● Questions to answer:
1. Return the passage of the spell-check forum thread starting with "I cannot use any" and going on through "RegExp pattern to split text into a word array.", copied word for word.
2. In the spell-check forum thread, about how many words does the Little Oxford dictionary contain?
3. Continue the spell-check forum thread from the point where it stops.

RegExp split for Spell Check

S

SmokeWilliams

Hi,
I am working on a Spell checker for my richtext editor. I cannot use
any open source, and must develop everything myself. I need a RegExp
pattern to split text into a word array. I have been doing it by
splitting by spaces or <p> tags. I run into a probelm with the
richtext part of my editor. When I change the font, it wraps the text
in a tag. the tag has something like <font face="arial>some words</
font> This splits the text at font^face so I need to split on spaces
unless they are within the HTML tag. I am just looking for the
pattern for my regExp. I know there may be better ways for me to do
it, but right now I just need help with this issue.

Thanks in advance.

Pete
 
E

Evertjan.

SmokeWilliams wrote on 23 nov 2007 in comp.lang.javascript:
I am working on a Spell checker for my richtext editor.
I cannot use any open source, and must develop everything myself.

Why? At least look at all the code you can find. Coming up with complex
code from scratch does not give you the benefit of years of code
experimentation of the collective of world's programmers.
I need a RegExp pattern to split text into a word array.

Why? Does it matter how you do it? Parsing seems so much simpler.
I have been doing it by
splitting by spaces or <p> tags. I run into a probelm with the
richtext part of my editor. When I change the font, it wraps the text
in a tag.
the tag has something like <font face="arial>some words</font>

That is last century's code. Why not use said:
This splits the text at font^face so I need to split on spaces
unless they are within the HTML tag.
I am just looking for the pattern for my regExp.
I know there may be better ways for me to do
it, but right now I just need help with this issue.

I think that by stipulating the above unneccessary constraints, you will
get yourself into much trouble.

However try this:

var wordArrray = textString.replace(/(<[^>]*>)/g,' ').split(/\s+/)
 
D

Dr J R Stockton

In comp.lang.javascript message <[email protected]>
However try this:

var wordArrray = textString.replace(/(<[^>]*>)/g,' ').split(/\s+/)

If the page contains <script>...<\/script> then ISTM that the script
will be spell-checked; likewise the content of any textarea and possibly
others.

Could one write the full text to a page or div as HTML (useful anyway)
and read it back as .innerText for spell-checking ?
 
E

Evertjan.

Randy Webb wrote on 23 nov 2007 in comp.lang.javascript:
Evertjan. said the following on 11/23/2007 1:49 PM:

Because that is what the browsers put in the code in a contentEditable
element :)

So why use contentEditable if you cannot control it?

Wouldn't a simple <div> with onkeypress do?
 
D

Dr J R Stockton

In comp.lang.javascript message said:
The idea of spell-checking, in the sense of a true spell-checker is
almost impossible to implement in a browser due to the inherent size of
the dictionary that you must use.

Fifty thousand words is sufficient for ordinary use. I have to hand a
"Universal" pocket dictionary of a language resembling English, with 407
pages of two columns of about 15 words each; so about a quarter of that
size. The Little Oxford dictionary, 606 * 2 * 20, is about 25000 words.

I have to hand the New Testament in Basic English; its Note refers to
Basic English having 850 words, and to the NT using another 150
particular to the topic. It lacks the richness of the King James
version; but the text looks quite normal.

● Provided records:

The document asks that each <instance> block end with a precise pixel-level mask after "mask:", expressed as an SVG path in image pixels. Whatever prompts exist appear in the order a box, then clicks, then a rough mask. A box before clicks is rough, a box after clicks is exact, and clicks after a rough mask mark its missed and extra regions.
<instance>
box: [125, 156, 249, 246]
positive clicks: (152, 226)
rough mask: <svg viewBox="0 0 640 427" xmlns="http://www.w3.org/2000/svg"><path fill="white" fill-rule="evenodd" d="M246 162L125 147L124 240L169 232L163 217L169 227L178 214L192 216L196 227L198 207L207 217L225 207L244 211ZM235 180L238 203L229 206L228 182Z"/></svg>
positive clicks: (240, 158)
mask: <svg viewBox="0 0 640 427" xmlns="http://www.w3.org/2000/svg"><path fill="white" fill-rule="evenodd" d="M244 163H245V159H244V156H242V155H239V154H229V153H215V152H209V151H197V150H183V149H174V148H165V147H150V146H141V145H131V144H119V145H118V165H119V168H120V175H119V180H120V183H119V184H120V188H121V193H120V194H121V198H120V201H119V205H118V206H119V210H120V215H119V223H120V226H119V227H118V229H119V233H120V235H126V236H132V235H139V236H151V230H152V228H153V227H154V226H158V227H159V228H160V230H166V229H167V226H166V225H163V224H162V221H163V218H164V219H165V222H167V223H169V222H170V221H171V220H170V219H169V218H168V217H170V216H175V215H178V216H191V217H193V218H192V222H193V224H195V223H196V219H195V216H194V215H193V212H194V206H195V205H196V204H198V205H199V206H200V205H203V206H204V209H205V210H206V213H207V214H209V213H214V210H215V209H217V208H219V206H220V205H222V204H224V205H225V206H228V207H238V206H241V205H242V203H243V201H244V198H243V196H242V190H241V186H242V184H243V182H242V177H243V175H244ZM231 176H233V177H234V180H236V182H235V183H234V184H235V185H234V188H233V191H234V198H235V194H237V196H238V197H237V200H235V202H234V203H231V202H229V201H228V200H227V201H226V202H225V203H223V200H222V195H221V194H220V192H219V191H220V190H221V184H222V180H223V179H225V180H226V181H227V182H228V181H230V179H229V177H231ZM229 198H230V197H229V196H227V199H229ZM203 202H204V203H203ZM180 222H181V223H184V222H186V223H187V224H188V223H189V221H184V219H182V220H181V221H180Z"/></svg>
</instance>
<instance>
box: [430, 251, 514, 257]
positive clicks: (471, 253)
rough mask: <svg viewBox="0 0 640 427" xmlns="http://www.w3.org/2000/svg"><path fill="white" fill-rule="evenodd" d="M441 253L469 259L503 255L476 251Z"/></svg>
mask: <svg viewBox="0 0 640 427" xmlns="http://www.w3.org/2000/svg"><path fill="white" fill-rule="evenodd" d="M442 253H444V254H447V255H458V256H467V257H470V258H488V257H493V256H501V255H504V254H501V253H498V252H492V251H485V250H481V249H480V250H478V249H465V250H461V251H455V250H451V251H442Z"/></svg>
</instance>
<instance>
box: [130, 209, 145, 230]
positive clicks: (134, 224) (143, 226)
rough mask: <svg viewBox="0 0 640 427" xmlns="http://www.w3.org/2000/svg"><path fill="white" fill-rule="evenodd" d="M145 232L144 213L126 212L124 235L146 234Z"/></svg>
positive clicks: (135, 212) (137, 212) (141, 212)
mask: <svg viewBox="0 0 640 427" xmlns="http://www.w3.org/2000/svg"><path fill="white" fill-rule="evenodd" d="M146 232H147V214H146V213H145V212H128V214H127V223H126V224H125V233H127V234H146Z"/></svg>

● Responses for each task:
1.
I cannot use any open source, and must develop everything myself.

Why? At least look at all the code you can find. Coming up with complex
code from scratch does not give you the benefit of years of code
experimentation of the collective of world's programmers.
I need a RegExp pattern to split text into a word array.

2. About 25000 words.

3.
A spell-checker for use by the younger half of school-children would not
need very many words.

An alphabetical list of words, compressed, should not need much more
than two bytes per word.

So the list of words need be no longer than my largest Web pace,
currently 105000 bytes; and that's quite acceptable over broadband if
expected and cached properly.

There should be plenty of room to store such data in Javascript, from
what I've read here in other threads.

Lookup needs be no faster than typing, and properly implemented should
need only O(log2(N)) comparisons when using the main dictionary. It
would seem a potentially smart move to cache in a sub-dictionary the
words actually already seen (right or wrong) in the current text, since
words are often repeated. FAQ 2.3 contains about 675 words, but only
about 343 different ones. One third of its words are in the Top 8, "the
to and of in not a is".

The sub-dictionary can be pre-loaded with the commonest good and bad
spellings, if that helps.

Of course, it would be quite wrong to impose the full OED on an
unsuspecting dial-up user.
 
D

Dr J R Stockton

In comp.lang.javascript message said:
Dr J R Stockton said the following on 11/24/2007 4:32 PM:

I found a text file after looking for almost an hour. It has 213,558
words in it. The text file is 2.4 mbs. The biggest problem with even a
25,000 word dictionary is going to be lookup time. That can be helped a
lot by splitting it up into 26 dictionaries by beginning letter.

and maybe 26^2 by splitting those. I was presuming an intelligent
lookup strategy, not just a linear search along the whole of a list.
Too bad I can't look up half of what those words mean to know what they
mean. What the heck is a zakkeu?

Insert it into an IE6 address bar, and go. It seems to be perhaps
(possibly outdated) Dutch. However, Google Translate does not know it
(correct spelling may be zakeu, also not known). It may be an "error"
inserted to detect copying, as in "The Annihilation of Angkor Apeiron",
and in Wikipedia "Fictitious entry".

But if you don't know what half of those words mean, the dictionary must
be at least about twice as big as is needed to check your writing, I
hope.


But the following code generates an Object containing about 100,000
arbitrarily-named properties, and looks up one of them. The lookup
appears to take no time at all, meaning under about 15 ms. That's good
enough (caveat - building the dictionary is slower!). P4/3G, XP.

Dic = {}
for (J=0 ; J<1e5; J++) Dic[String(Math.sin(J))] = J
T = new Date()
J=1e4 ; while (J--) X = Dic[String(Math.sin(98765-3*J))]
Y = [new Date()-T, X]

Y becomes [172, 98765] or [156, 98765]; each lookup takes about 16
microseconds in a dictionary of 100,000- or is the code not testing it
correctly?

That suggests that neither dictionary size nor lookup time need be a
major problem, if the dictionary is not vast.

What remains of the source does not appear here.